* _OBJECTIVE_
Please rewrite the listing lines from the line holding "texture. Write the coordinates, one line per instance." through the end of the listing, inclusive, with every "drop one marker" changed to "place a single point" and nothing else altered.
>> start EXCERPTED DATA
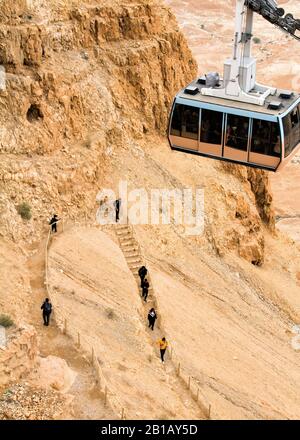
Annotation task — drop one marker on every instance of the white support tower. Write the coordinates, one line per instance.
(239, 80)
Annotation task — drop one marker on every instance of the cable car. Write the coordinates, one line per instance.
(236, 119)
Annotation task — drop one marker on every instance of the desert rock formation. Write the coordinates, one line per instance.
(88, 91)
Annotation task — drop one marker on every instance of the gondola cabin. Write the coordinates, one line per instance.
(260, 136)
(236, 119)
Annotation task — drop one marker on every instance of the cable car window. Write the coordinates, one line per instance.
(211, 127)
(185, 121)
(266, 138)
(291, 124)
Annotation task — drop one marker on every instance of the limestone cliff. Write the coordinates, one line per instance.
(81, 79)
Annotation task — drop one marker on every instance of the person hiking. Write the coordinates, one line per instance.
(152, 317)
(117, 206)
(145, 288)
(163, 344)
(47, 309)
(142, 274)
(53, 223)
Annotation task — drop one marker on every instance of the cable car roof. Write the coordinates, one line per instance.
(285, 103)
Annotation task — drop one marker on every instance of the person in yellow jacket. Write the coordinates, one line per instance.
(163, 344)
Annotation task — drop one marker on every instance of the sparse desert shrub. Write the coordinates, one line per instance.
(6, 321)
(24, 209)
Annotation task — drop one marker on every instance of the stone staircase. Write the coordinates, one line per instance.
(134, 258)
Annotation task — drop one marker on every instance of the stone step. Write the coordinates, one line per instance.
(126, 238)
(125, 226)
(134, 266)
(124, 233)
(137, 261)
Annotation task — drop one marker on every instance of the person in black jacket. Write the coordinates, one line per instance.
(152, 317)
(145, 287)
(53, 223)
(47, 309)
(142, 274)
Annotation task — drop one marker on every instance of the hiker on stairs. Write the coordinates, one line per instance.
(142, 274)
(47, 309)
(152, 317)
(163, 345)
(145, 287)
(53, 223)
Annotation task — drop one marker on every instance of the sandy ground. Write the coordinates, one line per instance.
(229, 322)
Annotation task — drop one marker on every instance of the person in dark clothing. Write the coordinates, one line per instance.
(152, 318)
(47, 309)
(117, 206)
(142, 274)
(53, 223)
(145, 287)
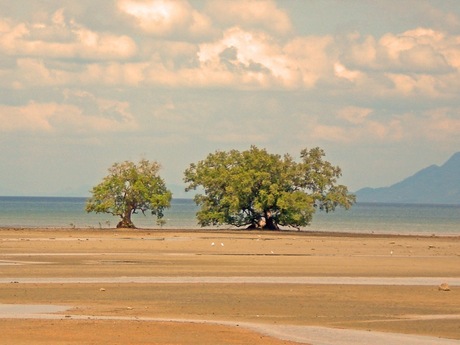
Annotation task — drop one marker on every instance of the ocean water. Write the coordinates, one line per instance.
(361, 218)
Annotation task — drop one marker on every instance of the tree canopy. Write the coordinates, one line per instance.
(130, 188)
(256, 189)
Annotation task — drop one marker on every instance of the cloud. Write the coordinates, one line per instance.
(80, 113)
(166, 18)
(261, 15)
(61, 39)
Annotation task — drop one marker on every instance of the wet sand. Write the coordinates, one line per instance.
(228, 287)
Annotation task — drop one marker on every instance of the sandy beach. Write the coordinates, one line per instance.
(74, 286)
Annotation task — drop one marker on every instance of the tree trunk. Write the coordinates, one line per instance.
(126, 221)
(270, 223)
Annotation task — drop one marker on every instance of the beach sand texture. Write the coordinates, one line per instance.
(226, 287)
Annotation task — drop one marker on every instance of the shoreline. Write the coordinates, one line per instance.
(286, 280)
(287, 232)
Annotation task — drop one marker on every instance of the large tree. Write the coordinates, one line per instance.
(256, 189)
(128, 189)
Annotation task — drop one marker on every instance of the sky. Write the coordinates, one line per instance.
(85, 84)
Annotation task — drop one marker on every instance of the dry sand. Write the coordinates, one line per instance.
(226, 287)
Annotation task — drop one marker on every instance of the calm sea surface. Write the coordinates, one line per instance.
(362, 218)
>> end EXCERPTED DATA
* _FULL OUTPUT_
Annotation task — place a single point on every instance of the beach sand texture. Write the coordinates, one line per instance.
(226, 287)
Annotation task — place a single point on every instance of the shoreline. Write the coordinates, one line per instance.
(286, 280)
(287, 232)
Annotation task — place a single point on every instance of the large tree. Write the coordinates, one line per instance.
(256, 189)
(128, 189)
Annotation task — place a single point on every instance of the sky. Write the coordinates, one line per instance.
(85, 84)
Annotation task — place a single point on every instance of the dry sand. Write the coordinates, one line per instance.
(226, 287)
Annotation task — place a single point on every instance of the calm sea surface. Write the coordinates, one line per instance.
(362, 218)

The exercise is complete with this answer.